● **Task**: Convert the lines from the one containing "Task: a point for each instance of the white paw, written" through the one containing "pixel 506 310" into a Markdown table with the columns Number and Line, skipping any blank lines.

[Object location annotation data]
::::

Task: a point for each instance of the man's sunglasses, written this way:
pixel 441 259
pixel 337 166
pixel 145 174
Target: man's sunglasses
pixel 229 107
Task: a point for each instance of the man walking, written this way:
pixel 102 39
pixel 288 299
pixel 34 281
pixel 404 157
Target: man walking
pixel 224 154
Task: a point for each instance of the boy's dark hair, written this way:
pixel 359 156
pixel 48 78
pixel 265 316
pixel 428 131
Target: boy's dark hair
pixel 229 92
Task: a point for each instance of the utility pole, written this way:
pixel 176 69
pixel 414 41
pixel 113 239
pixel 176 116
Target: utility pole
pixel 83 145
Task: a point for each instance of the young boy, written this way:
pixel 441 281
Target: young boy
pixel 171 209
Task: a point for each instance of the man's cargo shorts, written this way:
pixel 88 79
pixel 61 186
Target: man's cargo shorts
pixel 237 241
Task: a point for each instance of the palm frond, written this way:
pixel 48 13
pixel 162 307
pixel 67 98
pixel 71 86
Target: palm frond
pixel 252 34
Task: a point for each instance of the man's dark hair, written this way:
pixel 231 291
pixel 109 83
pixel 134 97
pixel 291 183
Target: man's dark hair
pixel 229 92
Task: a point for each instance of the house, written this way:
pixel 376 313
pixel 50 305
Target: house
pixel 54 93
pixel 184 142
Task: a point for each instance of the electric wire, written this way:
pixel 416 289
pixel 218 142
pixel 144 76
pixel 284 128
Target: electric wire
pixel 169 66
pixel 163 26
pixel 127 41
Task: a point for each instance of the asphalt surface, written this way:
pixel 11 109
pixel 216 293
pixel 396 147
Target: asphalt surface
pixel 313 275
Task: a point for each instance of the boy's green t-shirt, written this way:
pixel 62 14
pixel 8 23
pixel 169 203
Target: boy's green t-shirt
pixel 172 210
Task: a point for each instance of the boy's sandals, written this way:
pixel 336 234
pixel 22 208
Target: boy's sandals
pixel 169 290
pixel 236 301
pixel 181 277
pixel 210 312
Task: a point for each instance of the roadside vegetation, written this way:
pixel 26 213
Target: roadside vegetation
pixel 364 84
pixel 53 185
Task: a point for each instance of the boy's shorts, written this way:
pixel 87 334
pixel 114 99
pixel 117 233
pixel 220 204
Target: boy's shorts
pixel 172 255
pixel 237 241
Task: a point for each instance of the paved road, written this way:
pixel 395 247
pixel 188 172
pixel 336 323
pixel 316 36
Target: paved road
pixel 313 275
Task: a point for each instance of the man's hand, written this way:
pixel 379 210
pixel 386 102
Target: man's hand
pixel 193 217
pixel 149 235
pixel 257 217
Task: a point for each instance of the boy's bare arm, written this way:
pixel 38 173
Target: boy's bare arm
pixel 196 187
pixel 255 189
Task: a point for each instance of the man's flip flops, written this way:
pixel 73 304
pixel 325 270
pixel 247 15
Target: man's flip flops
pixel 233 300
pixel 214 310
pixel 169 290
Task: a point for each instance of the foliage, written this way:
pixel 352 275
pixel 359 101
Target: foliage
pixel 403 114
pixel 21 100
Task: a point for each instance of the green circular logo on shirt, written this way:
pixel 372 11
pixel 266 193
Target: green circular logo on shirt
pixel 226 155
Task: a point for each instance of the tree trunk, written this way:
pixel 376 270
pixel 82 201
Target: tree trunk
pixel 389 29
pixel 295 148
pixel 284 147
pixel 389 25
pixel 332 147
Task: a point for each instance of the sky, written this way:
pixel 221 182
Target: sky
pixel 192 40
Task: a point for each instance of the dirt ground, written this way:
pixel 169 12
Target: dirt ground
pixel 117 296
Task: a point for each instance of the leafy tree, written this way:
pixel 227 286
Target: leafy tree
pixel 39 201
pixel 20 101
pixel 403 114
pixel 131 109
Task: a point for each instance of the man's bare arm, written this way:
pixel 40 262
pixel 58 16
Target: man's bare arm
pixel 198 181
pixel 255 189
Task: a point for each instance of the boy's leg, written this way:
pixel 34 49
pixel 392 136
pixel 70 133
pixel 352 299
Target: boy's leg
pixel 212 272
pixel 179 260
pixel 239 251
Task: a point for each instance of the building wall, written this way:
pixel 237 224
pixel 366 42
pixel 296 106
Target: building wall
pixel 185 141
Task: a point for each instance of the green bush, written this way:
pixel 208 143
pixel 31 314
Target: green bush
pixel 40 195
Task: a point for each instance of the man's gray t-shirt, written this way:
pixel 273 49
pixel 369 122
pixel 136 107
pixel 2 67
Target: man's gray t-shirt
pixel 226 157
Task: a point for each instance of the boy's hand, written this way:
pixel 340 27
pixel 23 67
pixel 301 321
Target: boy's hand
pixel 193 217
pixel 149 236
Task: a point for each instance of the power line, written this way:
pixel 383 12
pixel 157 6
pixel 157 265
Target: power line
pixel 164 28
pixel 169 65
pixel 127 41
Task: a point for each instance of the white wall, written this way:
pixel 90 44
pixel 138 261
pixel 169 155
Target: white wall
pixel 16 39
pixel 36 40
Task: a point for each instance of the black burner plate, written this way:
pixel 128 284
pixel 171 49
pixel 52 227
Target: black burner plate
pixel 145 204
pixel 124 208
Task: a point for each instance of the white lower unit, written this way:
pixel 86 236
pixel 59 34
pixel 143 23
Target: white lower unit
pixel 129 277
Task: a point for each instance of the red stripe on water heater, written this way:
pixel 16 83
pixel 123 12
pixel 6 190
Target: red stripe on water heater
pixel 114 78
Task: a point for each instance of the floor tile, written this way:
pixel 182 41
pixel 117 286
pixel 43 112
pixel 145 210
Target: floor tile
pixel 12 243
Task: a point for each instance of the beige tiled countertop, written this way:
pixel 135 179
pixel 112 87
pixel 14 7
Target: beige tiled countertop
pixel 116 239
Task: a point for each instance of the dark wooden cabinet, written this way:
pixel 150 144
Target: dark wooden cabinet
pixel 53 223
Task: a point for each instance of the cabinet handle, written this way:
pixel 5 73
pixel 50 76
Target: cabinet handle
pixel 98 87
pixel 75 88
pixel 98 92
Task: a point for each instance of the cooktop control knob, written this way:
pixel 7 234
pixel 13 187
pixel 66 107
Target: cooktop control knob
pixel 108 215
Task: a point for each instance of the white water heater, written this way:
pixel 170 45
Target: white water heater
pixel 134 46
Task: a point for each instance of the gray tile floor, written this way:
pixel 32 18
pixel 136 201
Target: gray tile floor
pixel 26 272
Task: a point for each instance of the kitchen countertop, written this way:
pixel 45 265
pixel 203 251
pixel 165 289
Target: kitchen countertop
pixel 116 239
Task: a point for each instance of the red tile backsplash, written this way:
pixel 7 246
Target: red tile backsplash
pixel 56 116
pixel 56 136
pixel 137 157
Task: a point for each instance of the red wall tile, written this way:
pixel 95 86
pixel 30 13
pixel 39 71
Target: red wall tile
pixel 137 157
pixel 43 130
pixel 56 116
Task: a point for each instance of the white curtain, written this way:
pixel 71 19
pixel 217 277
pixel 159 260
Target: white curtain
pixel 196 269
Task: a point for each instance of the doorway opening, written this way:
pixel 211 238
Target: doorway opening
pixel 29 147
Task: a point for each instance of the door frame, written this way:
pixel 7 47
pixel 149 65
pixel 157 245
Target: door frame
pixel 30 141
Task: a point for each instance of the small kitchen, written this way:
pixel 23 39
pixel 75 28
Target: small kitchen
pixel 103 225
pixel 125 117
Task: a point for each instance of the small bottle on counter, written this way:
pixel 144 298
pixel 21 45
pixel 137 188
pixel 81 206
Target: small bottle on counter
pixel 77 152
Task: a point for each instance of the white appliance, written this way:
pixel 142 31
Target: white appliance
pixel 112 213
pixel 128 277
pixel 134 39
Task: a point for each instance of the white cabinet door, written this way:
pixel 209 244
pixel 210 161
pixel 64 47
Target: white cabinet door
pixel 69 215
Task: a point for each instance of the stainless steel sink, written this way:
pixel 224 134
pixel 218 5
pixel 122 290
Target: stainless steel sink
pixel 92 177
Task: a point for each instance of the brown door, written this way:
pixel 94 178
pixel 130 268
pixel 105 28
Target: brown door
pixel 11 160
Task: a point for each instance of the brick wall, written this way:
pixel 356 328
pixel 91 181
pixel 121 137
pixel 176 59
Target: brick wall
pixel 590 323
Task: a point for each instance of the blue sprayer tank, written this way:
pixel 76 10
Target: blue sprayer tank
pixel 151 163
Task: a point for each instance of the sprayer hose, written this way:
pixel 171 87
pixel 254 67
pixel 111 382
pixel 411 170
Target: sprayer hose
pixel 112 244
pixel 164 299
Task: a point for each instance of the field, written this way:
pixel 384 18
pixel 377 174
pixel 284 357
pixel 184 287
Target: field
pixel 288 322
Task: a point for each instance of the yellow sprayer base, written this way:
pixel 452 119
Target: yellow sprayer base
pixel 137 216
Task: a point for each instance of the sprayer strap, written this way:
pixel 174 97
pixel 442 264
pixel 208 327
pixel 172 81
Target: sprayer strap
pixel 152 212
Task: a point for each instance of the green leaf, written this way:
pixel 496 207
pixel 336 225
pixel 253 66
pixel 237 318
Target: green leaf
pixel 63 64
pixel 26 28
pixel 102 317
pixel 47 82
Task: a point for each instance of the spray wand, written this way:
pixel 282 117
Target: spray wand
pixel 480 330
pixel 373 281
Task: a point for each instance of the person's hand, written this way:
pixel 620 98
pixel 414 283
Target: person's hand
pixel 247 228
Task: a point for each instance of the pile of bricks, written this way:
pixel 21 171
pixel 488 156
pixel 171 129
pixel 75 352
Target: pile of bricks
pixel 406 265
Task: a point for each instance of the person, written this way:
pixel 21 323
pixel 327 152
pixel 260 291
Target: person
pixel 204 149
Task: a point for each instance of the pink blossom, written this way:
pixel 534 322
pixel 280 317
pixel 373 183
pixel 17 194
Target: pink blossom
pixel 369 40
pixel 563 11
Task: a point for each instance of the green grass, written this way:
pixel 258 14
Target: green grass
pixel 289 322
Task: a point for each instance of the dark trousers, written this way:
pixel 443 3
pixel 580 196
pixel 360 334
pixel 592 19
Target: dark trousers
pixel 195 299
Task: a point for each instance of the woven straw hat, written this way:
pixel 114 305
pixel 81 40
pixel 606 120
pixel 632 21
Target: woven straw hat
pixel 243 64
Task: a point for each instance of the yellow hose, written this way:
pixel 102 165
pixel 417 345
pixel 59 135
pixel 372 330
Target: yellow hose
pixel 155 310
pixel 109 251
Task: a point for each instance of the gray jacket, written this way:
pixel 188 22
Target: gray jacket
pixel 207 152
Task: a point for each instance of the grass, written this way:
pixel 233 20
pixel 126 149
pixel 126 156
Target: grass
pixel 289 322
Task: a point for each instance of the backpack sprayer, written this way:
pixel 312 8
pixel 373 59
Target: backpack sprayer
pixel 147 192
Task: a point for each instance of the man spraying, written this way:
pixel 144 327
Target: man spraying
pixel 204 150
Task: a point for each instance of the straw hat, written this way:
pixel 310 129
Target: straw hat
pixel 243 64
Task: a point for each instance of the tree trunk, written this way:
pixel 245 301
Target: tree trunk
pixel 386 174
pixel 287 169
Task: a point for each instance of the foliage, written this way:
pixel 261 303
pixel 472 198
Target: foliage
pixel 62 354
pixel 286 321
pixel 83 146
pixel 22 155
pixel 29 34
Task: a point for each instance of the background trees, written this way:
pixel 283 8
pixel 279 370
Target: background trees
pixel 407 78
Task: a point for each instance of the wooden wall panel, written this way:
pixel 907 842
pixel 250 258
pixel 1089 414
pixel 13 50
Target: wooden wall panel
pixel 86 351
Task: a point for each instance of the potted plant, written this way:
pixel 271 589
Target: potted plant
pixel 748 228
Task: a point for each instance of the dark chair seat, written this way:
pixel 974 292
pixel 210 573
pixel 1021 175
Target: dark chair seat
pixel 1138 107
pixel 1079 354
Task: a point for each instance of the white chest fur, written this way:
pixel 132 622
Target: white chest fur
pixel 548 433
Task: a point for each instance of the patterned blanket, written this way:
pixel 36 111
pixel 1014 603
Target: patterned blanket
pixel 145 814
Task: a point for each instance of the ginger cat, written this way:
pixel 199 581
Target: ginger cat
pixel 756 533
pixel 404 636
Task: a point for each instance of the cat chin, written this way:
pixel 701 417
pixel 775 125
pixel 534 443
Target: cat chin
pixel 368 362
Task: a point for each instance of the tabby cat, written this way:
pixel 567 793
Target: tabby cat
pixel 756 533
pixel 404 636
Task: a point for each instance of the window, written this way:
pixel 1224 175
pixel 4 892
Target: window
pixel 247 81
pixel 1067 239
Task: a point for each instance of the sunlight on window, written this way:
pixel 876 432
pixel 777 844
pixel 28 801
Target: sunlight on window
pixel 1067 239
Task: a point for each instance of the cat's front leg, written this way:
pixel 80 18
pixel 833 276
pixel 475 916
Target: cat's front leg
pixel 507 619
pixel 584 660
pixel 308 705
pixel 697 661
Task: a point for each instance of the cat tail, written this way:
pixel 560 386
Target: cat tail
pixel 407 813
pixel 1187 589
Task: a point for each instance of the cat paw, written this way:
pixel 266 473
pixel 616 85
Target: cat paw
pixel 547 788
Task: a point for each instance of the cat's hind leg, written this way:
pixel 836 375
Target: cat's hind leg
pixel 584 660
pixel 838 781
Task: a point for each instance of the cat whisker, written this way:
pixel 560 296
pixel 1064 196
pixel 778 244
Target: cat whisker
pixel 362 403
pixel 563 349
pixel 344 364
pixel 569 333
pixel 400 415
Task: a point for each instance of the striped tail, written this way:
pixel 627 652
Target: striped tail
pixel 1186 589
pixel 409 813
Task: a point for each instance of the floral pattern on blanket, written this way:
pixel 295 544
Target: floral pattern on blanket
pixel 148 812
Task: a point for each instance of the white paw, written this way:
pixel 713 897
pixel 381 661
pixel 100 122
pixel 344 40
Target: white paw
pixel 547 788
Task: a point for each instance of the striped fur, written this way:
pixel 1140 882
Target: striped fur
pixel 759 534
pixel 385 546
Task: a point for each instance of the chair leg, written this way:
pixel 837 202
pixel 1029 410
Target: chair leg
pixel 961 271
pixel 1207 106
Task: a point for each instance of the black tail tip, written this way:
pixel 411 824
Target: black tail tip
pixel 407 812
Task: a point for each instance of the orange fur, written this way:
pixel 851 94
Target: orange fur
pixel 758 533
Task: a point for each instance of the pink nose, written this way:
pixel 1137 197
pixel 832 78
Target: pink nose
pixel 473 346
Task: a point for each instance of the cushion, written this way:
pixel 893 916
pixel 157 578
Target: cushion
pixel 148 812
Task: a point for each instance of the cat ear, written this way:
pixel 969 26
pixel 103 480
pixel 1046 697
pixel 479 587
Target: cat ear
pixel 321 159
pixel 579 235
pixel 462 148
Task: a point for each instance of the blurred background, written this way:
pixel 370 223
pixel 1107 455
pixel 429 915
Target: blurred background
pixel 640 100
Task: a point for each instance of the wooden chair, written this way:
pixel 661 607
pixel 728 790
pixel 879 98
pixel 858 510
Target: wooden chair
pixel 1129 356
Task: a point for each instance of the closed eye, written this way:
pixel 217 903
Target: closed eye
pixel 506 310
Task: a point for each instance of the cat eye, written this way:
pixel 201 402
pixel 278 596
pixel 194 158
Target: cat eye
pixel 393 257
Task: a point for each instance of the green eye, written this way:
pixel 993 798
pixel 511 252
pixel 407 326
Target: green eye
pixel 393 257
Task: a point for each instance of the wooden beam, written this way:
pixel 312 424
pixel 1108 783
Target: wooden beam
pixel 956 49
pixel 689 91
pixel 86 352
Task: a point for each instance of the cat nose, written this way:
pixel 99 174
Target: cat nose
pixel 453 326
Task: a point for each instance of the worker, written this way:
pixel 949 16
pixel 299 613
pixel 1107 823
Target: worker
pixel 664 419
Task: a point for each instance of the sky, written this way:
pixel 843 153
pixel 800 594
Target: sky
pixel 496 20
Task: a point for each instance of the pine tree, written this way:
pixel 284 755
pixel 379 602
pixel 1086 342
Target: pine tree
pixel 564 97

::::

● **Final answer**:
| Number | Line |
|---|---|
| 1 | Task: a point for each instance of the white paw, written this way: |
| 2 | pixel 713 897 |
| 3 | pixel 381 661 |
| 4 | pixel 100 122 |
| 5 | pixel 344 40 |
| 6 | Target: white paw |
| 7 | pixel 547 788 |
| 8 | Task: a point for each instance of the striped fur, written this way: |
| 9 | pixel 1140 882 |
| 10 | Target: striped fur |
| 11 | pixel 759 534 |
| 12 | pixel 385 546 |
| 13 | Task: a point for each instance of the chair leg, written this way: |
| 14 | pixel 837 202 |
| 15 | pixel 1029 410 |
| 16 | Target: chair leg |
| 17 | pixel 961 271 |
| 18 | pixel 1207 106 |
| 19 | Task: a point for each instance of the black tail tip, written this way: |
| 20 | pixel 411 824 |
| 21 | Target: black tail tip |
| 22 | pixel 407 812 |
| 23 | Task: a point for each instance of the orange fur, written this way: |
| 24 | pixel 851 94 |
| 25 | Target: orange fur |
| 26 | pixel 758 533 |
| 27 | Task: a point for each instance of the pink nose, written this way: |
| 28 | pixel 1137 197 |
| 29 | pixel 832 78 |
| 30 | Target: pink nose |
| 31 | pixel 473 346 |
| 32 | Task: a point for each instance of the cushion, written this way: |
| 33 | pixel 893 916 |
| 34 | pixel 157 578 |
| 35 | Target: cushion |
| 36 | pixel 148 812 |
| 37 | Task: a point for each instance of the cat ear, written this way: |
| 38 | pixel 969 26 |
| 39 | pixel 103 480 |
| 40 | pixel 1046 697 |
| 41 | pixel 479 587 |
| 42 | Target: cat ear |
| 43 | pixel 321 159 |
| 44 | pixel 579 235 |
| 45 | pixel 462 148 |
| 46 | Task: a point for each instance of the blurred background, written this way: |
| 47 | pixel 370 223 |
| 48 | pixel 1107 455 |
| 49 | pixel 429 915 |
| 50 | Target: blurred background |
| 51 | pixel 640 100 |
| 52 | Task: a point for each instance of the wooden chair, written this way: |
| 53 | pixel 661 607 |
| 54 | pixel 728 790 |
| 55 | pixel 879 98 |
| 56 | pixel 858 510 |
| 57 | Target: wooden chair |
| 58 | pixel 1129 356 |
| 59 | Task: a point for each instance of the closed eye, written this way: |
| 60 | pixel 217 903 |
| 61 | Target: closed eye |
| 62 | pixel 506 310 |